[Records for this exercise]:
_ _ _ _ _

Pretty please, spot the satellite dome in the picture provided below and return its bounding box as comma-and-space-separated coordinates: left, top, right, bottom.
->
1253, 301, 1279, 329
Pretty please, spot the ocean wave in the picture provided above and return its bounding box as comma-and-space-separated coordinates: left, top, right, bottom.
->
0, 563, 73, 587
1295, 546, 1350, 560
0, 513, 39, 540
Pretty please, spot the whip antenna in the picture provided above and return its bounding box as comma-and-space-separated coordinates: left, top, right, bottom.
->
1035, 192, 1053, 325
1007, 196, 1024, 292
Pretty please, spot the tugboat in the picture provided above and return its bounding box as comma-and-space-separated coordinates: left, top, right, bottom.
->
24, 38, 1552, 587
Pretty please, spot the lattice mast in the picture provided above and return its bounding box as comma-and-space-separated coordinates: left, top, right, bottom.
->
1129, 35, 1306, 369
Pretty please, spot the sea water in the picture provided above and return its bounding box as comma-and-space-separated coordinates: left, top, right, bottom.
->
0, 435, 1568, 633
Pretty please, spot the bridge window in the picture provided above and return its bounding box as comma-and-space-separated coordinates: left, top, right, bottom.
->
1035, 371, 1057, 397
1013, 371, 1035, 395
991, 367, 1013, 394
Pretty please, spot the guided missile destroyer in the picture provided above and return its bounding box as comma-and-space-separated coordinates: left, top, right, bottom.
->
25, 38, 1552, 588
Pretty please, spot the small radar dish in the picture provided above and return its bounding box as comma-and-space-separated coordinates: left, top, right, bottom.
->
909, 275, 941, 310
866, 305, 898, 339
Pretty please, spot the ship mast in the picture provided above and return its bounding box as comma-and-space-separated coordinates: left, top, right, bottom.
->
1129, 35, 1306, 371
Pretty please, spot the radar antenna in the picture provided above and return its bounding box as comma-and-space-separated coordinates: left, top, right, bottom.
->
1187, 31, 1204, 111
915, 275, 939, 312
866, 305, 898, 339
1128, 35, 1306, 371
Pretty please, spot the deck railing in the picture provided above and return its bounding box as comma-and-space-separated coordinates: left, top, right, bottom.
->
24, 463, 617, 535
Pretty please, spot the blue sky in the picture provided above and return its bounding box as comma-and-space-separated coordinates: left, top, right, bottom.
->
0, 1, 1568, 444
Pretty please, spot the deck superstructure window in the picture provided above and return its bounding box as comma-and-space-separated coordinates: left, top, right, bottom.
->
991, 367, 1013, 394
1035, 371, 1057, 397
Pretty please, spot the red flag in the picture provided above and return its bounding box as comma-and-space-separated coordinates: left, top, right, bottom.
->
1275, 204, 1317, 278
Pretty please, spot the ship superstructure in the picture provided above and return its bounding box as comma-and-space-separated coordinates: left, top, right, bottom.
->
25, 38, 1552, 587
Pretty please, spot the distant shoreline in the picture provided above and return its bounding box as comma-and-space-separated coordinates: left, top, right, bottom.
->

_ _ _ _ _

[Goal]:
Reproduce every one of the records above verbatim, with no changes to their wording, numbers, or punctuation.

[Output of the task]:
Pretty please, spot the satellite dome in the picture provided below and return its bounding box as comma-and-space-separated coordinates: left, top, right, bottom.
->
1253, 301, 1279, 329
Pretty please, spot the ocean wave in the picture provided above and return its bounding box as comma-and-space-separated coordinates: left, top, right, bottom.
->
0, 563, 73, 587
1295, 546, 1350, 560
0, 513, 39, 540
Pretty please, spot the whip antenna in the picture provided above and return its bounding box as comma-and-space-separated coordinates: left, top, right, bottom.
->
1035, 192, 1053, 325
1007, 196, 1024, 292
Pretty please, spot the tugboat in the picture provided above and return its bounding box as comma-and-space-separated coordinates: left, top, right, bottom.
->
24, 38, 1552, 587
Pretty please, spot the lattice mast in the picture provided above and return its bounding box as comma-and-space-separated coordinates: left, top, right, bottom.
->
1129, 35, 1306, 369
Pretty please, spot the sea water in the picture provided above and return its bounding box as comma-and-space-separated coordinates: left, top, right, bottom.
->
0, 435, 1568, 633
Pretty please, spot the bridge window in the picture provided above and return its bounding box as comma-and-space-separated coordinates: left, top, right, bottom.
->
1035, 371, 1057, 397
1013, 371, 1035, 395
991, 367, 1013, 394
Pretty please, spot the guided missile destroyer in the picture provided above and return its bounding box as comma-and-space-separated coordinates: left, top, right, bottom.
->
25, 38, 1552, 588
Pretty please, spot the small radar dish in the picture provided above and return its bounding box as comma-and-space-separated coordinates: left, top, right, bottom.
->
909, 275, 941, 310
866, 305, 898, 339
Pretty please, spot the ship mast in the picture provided above and return its bounding box as comma-and-space-separated coordinates: left, top, right, bottom.
->
1129, 35, 1306, 371
Pretty please, spot the radar antenna in the picture provided above and return its bounding box as comma-and-space-separated coordinates: left, top, right, bottom.
->
1187, 31, 1204, 111
915, 275, 939, 312
866, 305, 898, 339
1128, 35, 1306, 371
Pretty please, spot the deck railing in the picture provided above and return its bounding box as comma-and-space-separated coordinates: left, top, right, bottom.
->
24, 463, 617, 535
Pretty please, spot the blue sky in the picture provided above and return its bounding box as comma-and-space-separated coordinates: left, top, right, bottom.
->
0, 1, 1568, 444
Pretty please, spot the deck superstructure window in the picture provided above and return its bounding box as comma-and-space-separated coordinates: left, top, right, bottom.
->
991, 367, 1013, 394
1035, 371, 1057, 397
Pretty please, spot the red flag in the picture provided above and return its bounding box as comma-and-space-separated coordinates: left, top, right, bottom.
->
1275, 204, 1317, 278
Pretty please, spot the ship superstructure in the picture provided above and return its bounding box as comma-and-space-separated coordinates: left, top, right, bottom.
->
25, 38, 1552, 587
Pretty please, spot the distant shoreline in the picture provided above and return its bounding box as comma-and-space-separated coordinates: left, top, right, bottom.
->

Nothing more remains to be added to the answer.